» THE EXERCISE
Copy every row below line for line, with no changes.

» RECORDS FOR PROCESSING
#####
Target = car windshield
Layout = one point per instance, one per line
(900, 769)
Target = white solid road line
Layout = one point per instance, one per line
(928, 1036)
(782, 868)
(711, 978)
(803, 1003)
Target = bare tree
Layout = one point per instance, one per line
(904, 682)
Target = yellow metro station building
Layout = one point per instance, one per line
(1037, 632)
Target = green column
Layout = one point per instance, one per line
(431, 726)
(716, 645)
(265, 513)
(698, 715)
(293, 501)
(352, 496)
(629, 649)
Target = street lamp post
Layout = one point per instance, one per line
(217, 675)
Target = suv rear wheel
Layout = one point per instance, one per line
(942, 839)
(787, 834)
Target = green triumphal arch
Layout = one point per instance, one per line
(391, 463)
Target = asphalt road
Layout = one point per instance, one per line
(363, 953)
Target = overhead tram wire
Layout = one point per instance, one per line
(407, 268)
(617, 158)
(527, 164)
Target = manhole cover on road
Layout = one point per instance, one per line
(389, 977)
#####
» PROBLEM SOLUTION
Target = car windshield
Layout = one point per instance, one per line
(900, 769)
Target = white solid road line
Layout = one point per instance, one per line
(928, 1036)
(782, 868)
(711, 978)
(803, 1003)
Target = bare tree
Layout = one point per instance, one per line
(904, 682)
Target = yellow metro station building
Layout = one point per instance, one per line
(1037, 632)
Target = green column
Layout = one point per instance, one per line
(431, 726)
(716, 645)
(265, 513)
(698, 715)
(293, 501)
(352, 496)
(629, 649)
Target = street lamp post
Layout = one point per instance, one per line
(217, 675)
Target = suv rear wheel
Layout = one point per instance, one per line
(942, 839)
(787, 834)
Target = green triumphal arch
Layout = one point per instance, one per line
(391, 463)
Target = asphalt road
Layout = one point per instance, one per line
(363, 953)
Target = overhead tram wire
Layout = one point per instance, one per line
(407, 268)
(617, 158)
(527, 164)
Target = manhole cover on road
Layout = one point per instance, one per line
(389, 977)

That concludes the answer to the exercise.